[PROVIDED RECORDS Boundary: Start]

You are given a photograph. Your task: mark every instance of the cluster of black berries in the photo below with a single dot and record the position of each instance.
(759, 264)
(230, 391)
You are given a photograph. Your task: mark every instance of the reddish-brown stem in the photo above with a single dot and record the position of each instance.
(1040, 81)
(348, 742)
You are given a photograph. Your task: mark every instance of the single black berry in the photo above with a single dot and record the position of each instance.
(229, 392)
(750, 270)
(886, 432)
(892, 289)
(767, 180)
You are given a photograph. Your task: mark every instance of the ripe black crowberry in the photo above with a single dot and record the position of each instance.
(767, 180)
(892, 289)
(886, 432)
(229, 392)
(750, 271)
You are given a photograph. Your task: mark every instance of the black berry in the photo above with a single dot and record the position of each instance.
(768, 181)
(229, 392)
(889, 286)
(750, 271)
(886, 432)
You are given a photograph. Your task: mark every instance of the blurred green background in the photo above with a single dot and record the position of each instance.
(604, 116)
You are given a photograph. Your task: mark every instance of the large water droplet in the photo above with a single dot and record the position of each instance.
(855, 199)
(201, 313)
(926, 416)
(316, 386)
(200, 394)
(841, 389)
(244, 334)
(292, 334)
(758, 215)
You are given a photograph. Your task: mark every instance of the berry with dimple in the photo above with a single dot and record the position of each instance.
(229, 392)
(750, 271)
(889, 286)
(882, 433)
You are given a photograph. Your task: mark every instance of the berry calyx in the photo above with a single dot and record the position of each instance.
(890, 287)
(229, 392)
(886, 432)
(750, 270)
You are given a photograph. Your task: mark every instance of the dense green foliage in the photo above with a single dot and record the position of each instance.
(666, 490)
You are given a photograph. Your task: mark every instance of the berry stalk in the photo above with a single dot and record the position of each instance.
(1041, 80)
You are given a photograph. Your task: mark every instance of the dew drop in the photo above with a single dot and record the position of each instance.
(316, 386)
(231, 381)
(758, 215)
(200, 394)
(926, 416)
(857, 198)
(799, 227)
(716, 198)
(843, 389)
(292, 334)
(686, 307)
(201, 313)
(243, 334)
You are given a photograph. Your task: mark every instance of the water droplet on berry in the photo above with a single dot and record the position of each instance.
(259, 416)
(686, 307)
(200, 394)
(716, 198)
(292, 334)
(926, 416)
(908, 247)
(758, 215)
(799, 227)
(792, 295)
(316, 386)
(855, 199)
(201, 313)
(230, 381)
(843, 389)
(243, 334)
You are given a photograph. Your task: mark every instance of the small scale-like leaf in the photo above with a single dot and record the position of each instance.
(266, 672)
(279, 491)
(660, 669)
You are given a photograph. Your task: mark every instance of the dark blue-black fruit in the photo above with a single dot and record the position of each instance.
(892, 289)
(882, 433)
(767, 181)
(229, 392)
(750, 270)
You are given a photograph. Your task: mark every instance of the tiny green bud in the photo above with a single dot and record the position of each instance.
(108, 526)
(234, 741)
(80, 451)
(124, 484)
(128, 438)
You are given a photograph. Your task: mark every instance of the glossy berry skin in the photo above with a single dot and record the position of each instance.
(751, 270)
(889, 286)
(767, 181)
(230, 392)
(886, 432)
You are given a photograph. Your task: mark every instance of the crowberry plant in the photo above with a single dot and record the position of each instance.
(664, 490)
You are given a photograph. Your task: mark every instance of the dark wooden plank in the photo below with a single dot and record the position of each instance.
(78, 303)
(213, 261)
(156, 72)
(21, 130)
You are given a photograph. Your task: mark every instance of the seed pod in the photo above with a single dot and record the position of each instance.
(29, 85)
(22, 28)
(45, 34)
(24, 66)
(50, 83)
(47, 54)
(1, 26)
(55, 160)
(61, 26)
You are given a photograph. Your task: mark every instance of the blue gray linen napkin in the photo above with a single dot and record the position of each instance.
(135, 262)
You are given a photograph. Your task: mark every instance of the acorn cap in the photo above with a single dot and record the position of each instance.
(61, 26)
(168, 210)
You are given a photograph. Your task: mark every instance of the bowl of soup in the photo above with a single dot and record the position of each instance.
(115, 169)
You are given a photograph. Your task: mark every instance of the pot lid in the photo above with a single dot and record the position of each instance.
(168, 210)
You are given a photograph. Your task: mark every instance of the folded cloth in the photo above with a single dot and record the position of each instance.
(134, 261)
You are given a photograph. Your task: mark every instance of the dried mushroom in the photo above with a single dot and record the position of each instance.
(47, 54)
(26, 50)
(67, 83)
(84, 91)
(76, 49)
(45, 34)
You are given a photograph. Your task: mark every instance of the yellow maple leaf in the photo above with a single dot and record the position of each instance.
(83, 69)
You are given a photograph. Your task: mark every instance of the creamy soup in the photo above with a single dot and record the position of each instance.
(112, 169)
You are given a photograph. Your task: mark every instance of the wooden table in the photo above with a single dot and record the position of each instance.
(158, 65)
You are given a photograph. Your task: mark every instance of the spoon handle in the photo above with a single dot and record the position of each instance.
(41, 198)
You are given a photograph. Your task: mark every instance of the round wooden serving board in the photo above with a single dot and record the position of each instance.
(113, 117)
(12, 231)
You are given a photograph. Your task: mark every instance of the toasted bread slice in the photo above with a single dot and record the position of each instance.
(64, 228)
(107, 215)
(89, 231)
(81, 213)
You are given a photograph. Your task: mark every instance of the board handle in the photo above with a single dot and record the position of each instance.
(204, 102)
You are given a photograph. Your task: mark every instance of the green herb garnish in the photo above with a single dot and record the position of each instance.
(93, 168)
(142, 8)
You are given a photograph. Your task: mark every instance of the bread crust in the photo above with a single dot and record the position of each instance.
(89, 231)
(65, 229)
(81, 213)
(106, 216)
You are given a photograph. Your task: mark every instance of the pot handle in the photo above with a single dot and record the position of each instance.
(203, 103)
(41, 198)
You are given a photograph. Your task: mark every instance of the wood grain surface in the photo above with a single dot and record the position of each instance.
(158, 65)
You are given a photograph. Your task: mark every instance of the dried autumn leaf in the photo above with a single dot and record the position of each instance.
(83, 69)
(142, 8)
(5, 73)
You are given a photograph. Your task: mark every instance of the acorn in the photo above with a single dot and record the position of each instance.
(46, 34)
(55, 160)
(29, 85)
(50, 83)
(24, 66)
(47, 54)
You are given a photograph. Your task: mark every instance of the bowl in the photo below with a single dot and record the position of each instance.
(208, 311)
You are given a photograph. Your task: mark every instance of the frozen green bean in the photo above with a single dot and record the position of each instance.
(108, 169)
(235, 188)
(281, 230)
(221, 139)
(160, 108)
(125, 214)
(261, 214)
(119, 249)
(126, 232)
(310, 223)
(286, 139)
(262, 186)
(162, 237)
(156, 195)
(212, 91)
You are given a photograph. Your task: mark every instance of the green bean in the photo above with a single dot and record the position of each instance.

[PROVIDED RECORDS Boundary: End]

WHAT TO DO
Put down all the data once more, exactly as it appears above.

COMPLETED EXERCISE
You are given a photograph. Your task: mark every instance of the cluster of black berries in the photo below with a single dot and record the position of each instance.
(759, 264)
(230, 391)
You are given a photograph. Your task: mark every instance of the reddish-brown stem in the photo above with a single dot and record the position of each instance.
(1040, 81)
(348, 742)
You are given a photograph. Your task: mark every instance of the single black berry in the photo above with a single dot and record the position of each instance.
(229, 392)
(750, 270)
(886, 432)
(892, 289)
(767, 180)
You are given a photograph. Your task: mark every instance of the ripe black crowberry in the photo above with a single dot and record the position of each instance.
(767, 180)
(892, 289)
(886, 432)
(229, 392)
(750, 271)
You are given a photograph. Your task: mark every instance of the black berry in the photo above with a single dot and record the position of each instance.
(768, 181)
(229, 392)
(889, 286)
(750, 271)
(886, 432)
You are given a photograph. Your task: mark every instance of the blurred green background in the photo above with a single dot and record the position of each instance.
(604, 116)
You are given a photograph. Your task: mark every instance of the large water droplet in the photo above with a single dot and record the position of each instance.
(855, 199)
(201, 313)
(926, 416)
(316, 386)
(200, 394)
(841, 389)
(244, 334)
(292, 334)
(758, 215)
You are given a photograph. Your task: mark every instance of the berry with dimple in the photo above with a single dot and record the position of each instance.
(229, 392)
(750, 271)
(889, 286)
(882, 433)
You are given a photograph. Your task: mark every instance of the berry calyx in the photo above with a single dot and record the position of each instance.
(890, 287)
(229, 392)
(886, 432)
(750, 270)
You are given a photograph. Your task: mark every instance of the dense green foliage in the photo above with a single dot and record the position of each instance.
(666, 490)
You are given a photograph. Your task: mark every instance of the berry stalk in the photo above with a single dot and record the position of each instance.
(1041, 80)
You are given a photograph. Your task: mark every instance of the dew drop in the photo above with a single dot and record the position of each instance.
(316, 386)
(231, 381)
(758, 215)
(200, 394)
(926, 416)
(857, 198)
(799, 227)
(716, 198)
(843, 389)
(292, 334)
(686, 307)
(201, 313)
(243, 334)
You are given a photograph. Your task: mark every instance of the water droplet on berry in the photo above with a single dot and record the position of each instance.
(259, 416)
(686, 307)
(200, 394)
(716, 198)
(292, 334)
(926, 416)
(908, 247)
(758, 215)
(799, 227)
(792, 295)
(316, 386)
(855, 199)
(201, 313)
(230, 381)
(843, 389)
(243, 334)
You are given a photograph. Your task: mark every instance of the small scale-like leaf in the photo above with a single dot and record the position of each instance.
(266, 672)
(279, 491)
(660, 669)
You are given a photograph. Your task: mark every instance of the dark blue-black fruit in the photo above with a single dot and record the position of each instance.
(892, 289)
(882, 433)
(767, 181)
(229, 392)
(750, 270)
You are given a photograph. Your task: mark every instance of the tiny green bud in the photo above with a single dot and record the position of each instance.
(108, 526)
(234, 741)
(80, 451)
(124, 484)
(128, 438)
You are given a photograph. Your task: mark every instance of the glossy berry skin in the photo above with a single dot and record the position of each instance.
(751, 270)
(889, 286)
(767, 181)
(230, 392)
(886, 432)
You are given a photograph. Your task: mark every instance of the crowberry plant in the photo above with a single dot and record the position of each instance.
(664, 490)
You are given a photograph. Your task: mark every instance of the dark wooden plank in the photo below with a single dot and record the position of each instance.
(78, 303)
(213, 261)
(156, 72)
(21, 130)
You are given a photograph. Your task: mark every instance of the seed pod in the photo above with a single dot and record the position of each instance.
(29, 85)
(22, 28)
(45, 34)
(24, 66)
(50, 83)
(47, 54)
(1, 26)
(55, 160)
(61, 26)
You are given a photograph. Your task: mark every instance of the blue gray linen napkin in the photo above with a single dot and record the position of each instance.
(135, 262)
You are given a photograph. Your task: mark every instance of the acorn cap in the photo above with a single dot and record the position of each instance.
(61, 26)
(168, 210)
You are given a photograph. Your task: mark every instance of the bowl of soup in the photo above with a single dot and record the position of each instance.
(115, 169)
You are given a photograph. Your task: mark every instance of the pot lid in the photo above with a single dot and record the position of each instance.
(168, 210)
You are given a photograph. Your task: mark every instance of the folded cloth in the photo above with a single dot and record the position of each instance.
(134, 261)
You are given a photograph. Your task: mark every instance of the dried mushroom in the photo above with a single dot and record the position of each instance.
(47, 54)
(26, 50)
(67, 83)
(84, 91)
(76, 49)
(45, 34)
You are given a photograph. Your task: mark every instance of the yellow maple leaf in the photo above with a single dot and record the position of each instance.
(83, 69)
You are given a photograph. Your task: mark every instance of the creamy soup in the photo above with a single dot and record the position of each instance.
(112, 169)
You are given a photograph. Your task: mark every instance of the wooden table in the photo above with a single dot and record the position of each instance.
(158, 65)
You are given a photograph. Your task: mark every instance of the spoon handle in the photo above with a single dot and record the position of each instance.
(41, 198)
You are given a photograph. Your task: mark every instance of the round wooden serving board in the photo above with a single dot and record the position of each instance.
(113, 117)
(12, 231)
You are given a photograph. Your task: mark every instance of the toasted bread slice in the photo above with a single dot and record the position of each instance.
(64, 228)
(107, 215)
(89, 231)
(81, 213)
You are given a photograph. Your task: mark every instance of the board handle in the photo above with a single dot and record the position of each instance.
(204, 102)
You are given a photograph. Your task: mark every instance of the green herb garnish in the photo above with a single dot and record the position of each instance.
(93, 168)
(142, 8)
You are given a photograph. Your task: mark every instance of the bread crust in the photo above with a single dot and record the position of each instance.
(89, 231)
(65, 229)
(81, 213)
(106, 216)
You are given a photograph. Your task: mark every instance of the pot handle in the photo above with a single dot and record the position of each instance.
(203, 103)
(41, 198)
You are given a photograph. Your task: mark every instance of the wood grain surface in the photo above with a single dot and record the position of each instance.
(158, 65)
You are given a photograph. Your task: mark every instance of the dried autumn leaf in the photo above with a single dot and record the position of each instance.
(83, 69)
(142, 8)
(5, 73)
You are given a photograph. Your task: mark every instance of the acorn in the photo above with a single dot and record the position of each instance.
(46, 34)
(55, 160)
(29, 85)
(50, 83)
(24, 66)
(47, 54)
You are given a photograph. Your task: mark every instance of the bowl in the photo below with a single dot and record the position of each instance.
(208, 311)
You are given a photograph. Your task: mark every instance of the frozen green bean in the photo above with a single dot and record the position of each instance.
(108, 169)
(235, 188)
(281, 230)
(221, 139)
(160, 108)
(125, 214)
(261, 214)
(119, 249)
(126, 232)
(310, 223)
(286, 139)
(262, 186)
(162, 237)
(156, 195)
(212, 91)
You are given a photograph. Your task: mark every instance of the green bean in the photo above with a single dot and record the position of each instance.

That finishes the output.